+++ Information supplied +++

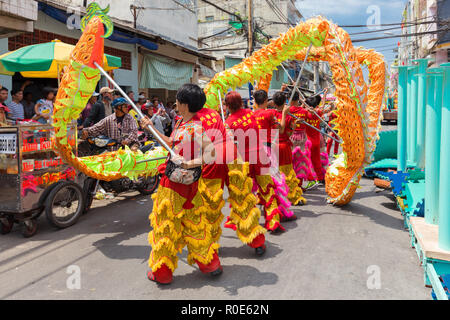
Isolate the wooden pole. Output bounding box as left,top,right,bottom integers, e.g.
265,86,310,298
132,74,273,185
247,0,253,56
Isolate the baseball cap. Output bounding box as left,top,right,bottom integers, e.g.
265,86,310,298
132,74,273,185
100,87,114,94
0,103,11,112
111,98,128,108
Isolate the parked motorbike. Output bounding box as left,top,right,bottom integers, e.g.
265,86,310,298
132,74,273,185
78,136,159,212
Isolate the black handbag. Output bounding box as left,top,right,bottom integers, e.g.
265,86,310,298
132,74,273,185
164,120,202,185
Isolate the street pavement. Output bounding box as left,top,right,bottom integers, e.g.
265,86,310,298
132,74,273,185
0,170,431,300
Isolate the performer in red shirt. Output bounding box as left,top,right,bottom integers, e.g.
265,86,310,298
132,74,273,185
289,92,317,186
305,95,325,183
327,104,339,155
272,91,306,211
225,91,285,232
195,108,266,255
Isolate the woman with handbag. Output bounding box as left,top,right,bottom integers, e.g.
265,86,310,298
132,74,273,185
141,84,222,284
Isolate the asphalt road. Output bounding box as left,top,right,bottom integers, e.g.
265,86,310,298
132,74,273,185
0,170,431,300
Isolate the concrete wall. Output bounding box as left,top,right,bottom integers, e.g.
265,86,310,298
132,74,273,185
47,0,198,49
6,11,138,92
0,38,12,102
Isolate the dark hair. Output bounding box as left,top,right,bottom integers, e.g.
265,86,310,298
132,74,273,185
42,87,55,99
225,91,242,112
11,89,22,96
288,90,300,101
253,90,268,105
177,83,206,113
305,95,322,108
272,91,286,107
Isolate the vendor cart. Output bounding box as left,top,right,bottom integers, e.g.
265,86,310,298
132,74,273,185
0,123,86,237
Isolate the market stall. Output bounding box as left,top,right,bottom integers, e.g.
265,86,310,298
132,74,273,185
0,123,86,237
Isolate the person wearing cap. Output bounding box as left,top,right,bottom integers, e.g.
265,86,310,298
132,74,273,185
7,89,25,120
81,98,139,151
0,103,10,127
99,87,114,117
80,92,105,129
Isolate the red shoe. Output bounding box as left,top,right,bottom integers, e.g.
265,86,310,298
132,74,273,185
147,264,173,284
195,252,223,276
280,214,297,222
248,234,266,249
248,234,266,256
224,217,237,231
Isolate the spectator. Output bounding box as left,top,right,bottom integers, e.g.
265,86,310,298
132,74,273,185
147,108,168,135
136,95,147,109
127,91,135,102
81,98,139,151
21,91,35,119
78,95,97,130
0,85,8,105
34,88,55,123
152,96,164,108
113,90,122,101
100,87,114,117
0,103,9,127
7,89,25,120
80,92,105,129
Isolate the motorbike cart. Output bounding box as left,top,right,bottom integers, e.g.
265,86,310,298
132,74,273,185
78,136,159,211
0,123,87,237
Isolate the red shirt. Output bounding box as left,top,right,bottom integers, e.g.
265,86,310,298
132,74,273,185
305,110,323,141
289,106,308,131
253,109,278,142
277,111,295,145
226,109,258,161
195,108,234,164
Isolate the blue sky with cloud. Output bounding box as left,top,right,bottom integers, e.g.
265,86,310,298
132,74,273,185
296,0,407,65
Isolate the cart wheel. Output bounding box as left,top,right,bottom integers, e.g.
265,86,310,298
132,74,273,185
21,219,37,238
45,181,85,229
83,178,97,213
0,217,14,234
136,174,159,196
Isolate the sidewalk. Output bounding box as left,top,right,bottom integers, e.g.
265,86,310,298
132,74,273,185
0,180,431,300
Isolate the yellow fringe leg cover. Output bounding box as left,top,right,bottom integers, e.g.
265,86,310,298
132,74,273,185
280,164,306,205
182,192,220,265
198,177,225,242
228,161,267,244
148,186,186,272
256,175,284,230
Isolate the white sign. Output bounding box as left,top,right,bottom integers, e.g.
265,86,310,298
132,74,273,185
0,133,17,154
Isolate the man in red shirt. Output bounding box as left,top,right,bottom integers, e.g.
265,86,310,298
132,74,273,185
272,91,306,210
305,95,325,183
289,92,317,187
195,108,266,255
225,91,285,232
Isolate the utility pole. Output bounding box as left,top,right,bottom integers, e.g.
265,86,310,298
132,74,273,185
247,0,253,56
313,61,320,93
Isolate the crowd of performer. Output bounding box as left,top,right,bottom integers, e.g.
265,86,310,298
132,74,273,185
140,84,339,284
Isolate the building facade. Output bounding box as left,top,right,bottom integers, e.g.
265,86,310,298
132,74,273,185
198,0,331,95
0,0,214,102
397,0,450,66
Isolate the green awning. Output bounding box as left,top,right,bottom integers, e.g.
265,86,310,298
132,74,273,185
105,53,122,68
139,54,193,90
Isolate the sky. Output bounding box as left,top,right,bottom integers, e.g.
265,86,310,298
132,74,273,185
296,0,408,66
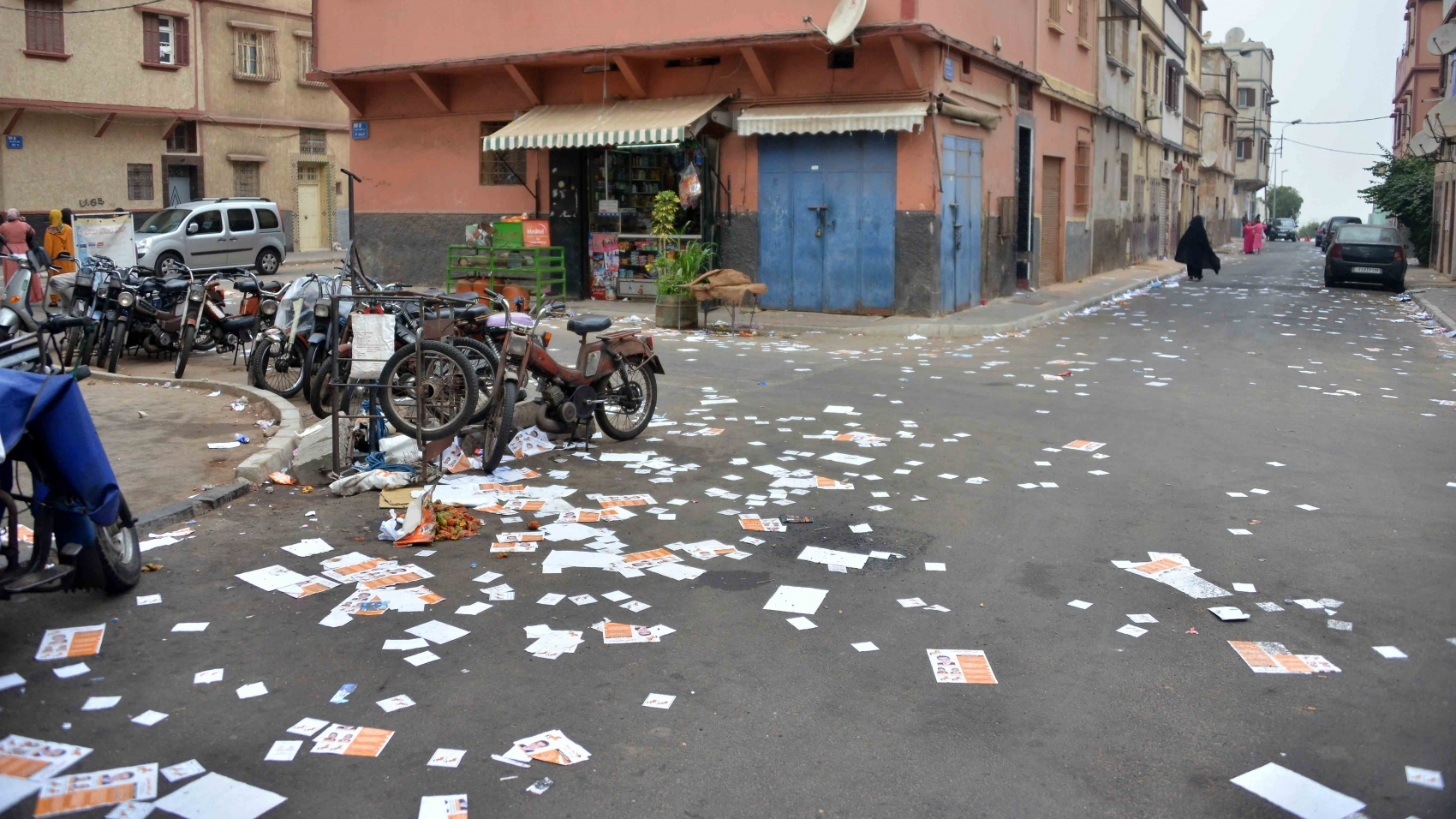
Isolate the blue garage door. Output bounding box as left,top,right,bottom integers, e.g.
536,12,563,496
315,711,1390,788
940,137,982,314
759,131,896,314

+++
+++ Information supplied +++

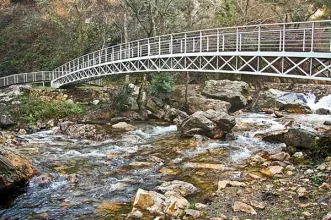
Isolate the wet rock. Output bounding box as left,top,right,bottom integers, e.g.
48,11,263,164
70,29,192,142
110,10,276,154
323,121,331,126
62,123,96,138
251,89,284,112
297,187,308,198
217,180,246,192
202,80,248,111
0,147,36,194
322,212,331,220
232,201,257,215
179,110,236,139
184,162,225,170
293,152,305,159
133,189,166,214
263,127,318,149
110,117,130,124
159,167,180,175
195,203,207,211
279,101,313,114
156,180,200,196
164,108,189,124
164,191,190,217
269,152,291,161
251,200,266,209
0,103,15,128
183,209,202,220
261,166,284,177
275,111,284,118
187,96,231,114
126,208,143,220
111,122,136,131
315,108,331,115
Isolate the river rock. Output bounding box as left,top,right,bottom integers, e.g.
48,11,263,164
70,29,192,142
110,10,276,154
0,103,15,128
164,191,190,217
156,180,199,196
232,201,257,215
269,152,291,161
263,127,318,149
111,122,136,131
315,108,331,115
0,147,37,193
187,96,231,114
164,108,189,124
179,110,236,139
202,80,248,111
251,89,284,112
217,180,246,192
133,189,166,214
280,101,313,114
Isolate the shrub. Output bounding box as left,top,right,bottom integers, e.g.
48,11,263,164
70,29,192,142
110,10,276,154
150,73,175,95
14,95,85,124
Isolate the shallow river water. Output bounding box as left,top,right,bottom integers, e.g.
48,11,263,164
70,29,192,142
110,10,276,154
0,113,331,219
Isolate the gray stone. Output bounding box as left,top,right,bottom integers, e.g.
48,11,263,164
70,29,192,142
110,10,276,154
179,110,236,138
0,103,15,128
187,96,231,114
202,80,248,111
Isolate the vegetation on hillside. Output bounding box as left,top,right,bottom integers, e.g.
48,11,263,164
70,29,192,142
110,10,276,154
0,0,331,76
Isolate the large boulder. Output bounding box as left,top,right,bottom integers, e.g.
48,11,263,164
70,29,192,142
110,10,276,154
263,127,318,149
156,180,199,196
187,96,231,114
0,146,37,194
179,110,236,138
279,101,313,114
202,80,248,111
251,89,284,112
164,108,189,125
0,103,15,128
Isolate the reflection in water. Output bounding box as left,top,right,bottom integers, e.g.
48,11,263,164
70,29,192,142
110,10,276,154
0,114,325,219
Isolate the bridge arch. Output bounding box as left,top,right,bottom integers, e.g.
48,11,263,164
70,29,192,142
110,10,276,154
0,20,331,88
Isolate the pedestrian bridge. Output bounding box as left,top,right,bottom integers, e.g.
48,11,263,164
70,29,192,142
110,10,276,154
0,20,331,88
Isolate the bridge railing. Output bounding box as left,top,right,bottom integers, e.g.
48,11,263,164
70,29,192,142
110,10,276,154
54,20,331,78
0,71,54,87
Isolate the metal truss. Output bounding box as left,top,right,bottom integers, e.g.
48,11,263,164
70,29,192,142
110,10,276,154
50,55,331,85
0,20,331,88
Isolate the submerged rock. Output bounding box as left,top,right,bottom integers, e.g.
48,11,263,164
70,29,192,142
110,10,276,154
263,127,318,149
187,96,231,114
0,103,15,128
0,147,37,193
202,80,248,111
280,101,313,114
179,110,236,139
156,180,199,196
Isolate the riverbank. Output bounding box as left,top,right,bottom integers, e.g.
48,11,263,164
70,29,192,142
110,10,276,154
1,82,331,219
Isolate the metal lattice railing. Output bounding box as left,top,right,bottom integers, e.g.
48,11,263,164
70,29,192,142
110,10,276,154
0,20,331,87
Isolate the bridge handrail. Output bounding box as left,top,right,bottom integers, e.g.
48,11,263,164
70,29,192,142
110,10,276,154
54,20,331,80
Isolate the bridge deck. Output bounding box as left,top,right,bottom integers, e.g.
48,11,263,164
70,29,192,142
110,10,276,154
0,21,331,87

+++

Set problem:
Retype, word for word, the lines from the one containing "Isolate the metal lattice" through the one containing "0,21,331,87", including both of those lines.

Reply:
Isolate the metal lattice railing. Output bounding box as left,top,right,bottom integers, e.g.
48,11,263,164
70,29,192,142
110,10,276,154
0,20,331,87
Isolate the bridge handrail. Output bounding box as left,top,right,bottom integers, e.g.
48,11,263,164
70,29,192,142
110,10,276,154
54,20,331,80
Isolate the bridge deck. Output bounding box as left,top,right,bottom integers, e.g.
48,11,263,164
70,29,192,142
110,10,276,154
0,21,331,87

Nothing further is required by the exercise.